# Data provided start

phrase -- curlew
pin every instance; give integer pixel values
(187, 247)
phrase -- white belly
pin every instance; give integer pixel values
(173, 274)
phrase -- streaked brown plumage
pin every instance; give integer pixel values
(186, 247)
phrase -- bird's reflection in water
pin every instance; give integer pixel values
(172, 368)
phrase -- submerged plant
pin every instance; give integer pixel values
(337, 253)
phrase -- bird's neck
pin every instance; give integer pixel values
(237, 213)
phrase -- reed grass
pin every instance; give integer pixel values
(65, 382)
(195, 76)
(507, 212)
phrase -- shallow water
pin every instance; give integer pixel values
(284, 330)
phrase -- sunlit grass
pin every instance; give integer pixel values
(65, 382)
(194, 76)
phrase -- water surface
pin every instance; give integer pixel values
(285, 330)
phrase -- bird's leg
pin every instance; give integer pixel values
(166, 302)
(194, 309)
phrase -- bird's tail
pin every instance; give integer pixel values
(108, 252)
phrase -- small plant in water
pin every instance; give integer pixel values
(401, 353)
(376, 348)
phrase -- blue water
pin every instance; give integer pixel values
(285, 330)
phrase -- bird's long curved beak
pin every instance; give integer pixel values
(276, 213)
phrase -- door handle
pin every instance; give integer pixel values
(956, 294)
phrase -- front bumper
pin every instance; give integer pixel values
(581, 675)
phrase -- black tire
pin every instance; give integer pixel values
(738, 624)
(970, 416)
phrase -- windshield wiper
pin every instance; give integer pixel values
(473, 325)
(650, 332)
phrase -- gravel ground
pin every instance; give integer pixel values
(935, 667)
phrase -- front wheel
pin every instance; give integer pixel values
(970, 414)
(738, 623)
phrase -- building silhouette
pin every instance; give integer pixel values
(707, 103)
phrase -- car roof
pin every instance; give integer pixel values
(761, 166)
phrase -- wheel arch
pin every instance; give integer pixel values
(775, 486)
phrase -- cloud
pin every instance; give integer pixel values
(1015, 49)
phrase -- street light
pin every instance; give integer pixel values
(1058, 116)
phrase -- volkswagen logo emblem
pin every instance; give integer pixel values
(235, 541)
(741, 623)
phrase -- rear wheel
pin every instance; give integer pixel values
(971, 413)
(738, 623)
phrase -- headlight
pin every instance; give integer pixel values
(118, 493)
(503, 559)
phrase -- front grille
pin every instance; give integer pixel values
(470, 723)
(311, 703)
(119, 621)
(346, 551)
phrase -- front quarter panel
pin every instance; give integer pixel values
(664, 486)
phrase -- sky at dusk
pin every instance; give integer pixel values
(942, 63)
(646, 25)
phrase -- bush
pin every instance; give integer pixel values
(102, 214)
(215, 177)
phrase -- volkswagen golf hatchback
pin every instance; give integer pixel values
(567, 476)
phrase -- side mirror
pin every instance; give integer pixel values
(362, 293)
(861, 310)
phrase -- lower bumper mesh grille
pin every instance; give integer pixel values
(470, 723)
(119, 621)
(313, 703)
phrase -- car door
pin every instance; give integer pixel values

# Data provided end

**Work to complete**
Rewrite the records above, switching "pin every instance" to "mark each occurrence" wherever it appears and changing nothing else.

**Problem solution**
phrase -- curlew
mark each occurrence; give integer pixel values
(187, 247)
phrase -- white belly
mark each occurrence; give integer pixel values
(173, 274)
phrase -- streaked brown plumage
mark each occurrence; give integer pixel values
(186, 247)
phrase -- bird's reflection in water
mark each occurrence; give integer pixel values
(172, 368)
phrase -- submerged plant
mark each occurrence; give integer pixel values
(337, 253)
phrase -- bird's neck
mark each occurrence; give integer pixel values
(237, 213)
phrase -- reed grass
mark each occurrence; give integer pixel values
(65, 382)
(195, 76)
(507, 212)
phrase -- shallow water
mark each occurrence; give integer pixel values
(284, 330)
phrase -- sunlit grass
mark each occurrence; give integer pixel values
(65, 382)
(194, 76)
phrase -- water surface
mark each occurrence; give integer pixel values
(285, 330)
phrase -- bird's leg
mark each occurrence; give integer pixel values
(166, 302)
(194, 309)
phrase -- bird's tail
mark each occurrence; give integer pixel values
(108, 252)
phrase -- small plant in water
mark each occurrence; give integer pixel values
(401, 353)
(376, 348)
phrase -- blue water
mark each occurrence; give integer pixel values
(285, 330)
phrase -- bird's long curved beak
mark each occurrence; give integer pixel values
(276, 213)
phrase -- door handle
mark each occurrence; give integer pixel values
(956, 294)
phrase -- front bumper
mark each occurrence; give integer pixel values
(581, 675)
phrase -- black tire
mark each occurrence; give integer pixel values
(738, 624)
(970, 416)
phrase -- windshield wiper
mark each occurrence; give integer pixel values
(473, 325)
(650, 332)
phrase -- gravel ground
mark each occurrence; give integer pixel values
(935, 667)
phrase -- front wheel
mark each occurrence; give integer pixel values
(970, 414)
(738, 623)
phrase -- building silhouette
mark each occurrence; give integer pixel values
(707, 103)
phrase -- car roof
mark each occurrence; give integer pixel values
(761, 166)
phrase -- wheel arch
mark each occurrence; give integer pixel values
(775, 486)
phrase -- cloud
mark each occurrence; give integer pixel values
(1015, 49)
phrase -- street light
mark each occurrence; give integer pixel values
(1058, 116)
phrase -- volkswagen logo emblem
mark each occurrence; give integer pixel values
(235, 541)
(741, 623)
phrase -- rear wheel
mark each occurrence; give integer pixel values
(971, 413)
(738, 623)
phrase -- headlight
mark each occurrence; give integer pixel values
(118, 493)
(503, 559)
phrase -- front grille
mark each occurrence; give integer pixel values
(470, 723)
(311, 703)
(119, 621)
(346, 551)
phrase -- front quarter panel
mark each occurrence; give integer pixel values
(664, 486)
phrase -- sky at dusk
mark each occurrence; give integer pixel values
(942, 63)
(646, 25)
phrase -- bush
mark each occurrence; give integer pixel values
(102, 214)
(215, 177)
phrase -- volkswagen golf hatchback
mark each occurrence; give integer pixel values
(567, 476)
phrase -- side mirror
mark each occurrence; give integer pixel values
(362, 293)
(861, 310)
phrase -- lower bumper mesh grille
mark each occurrence; give integer pixel values
(470, 723)
(119, 621)
(313, 703)
phrase -- car door
mark each occurrence; give integer pixel values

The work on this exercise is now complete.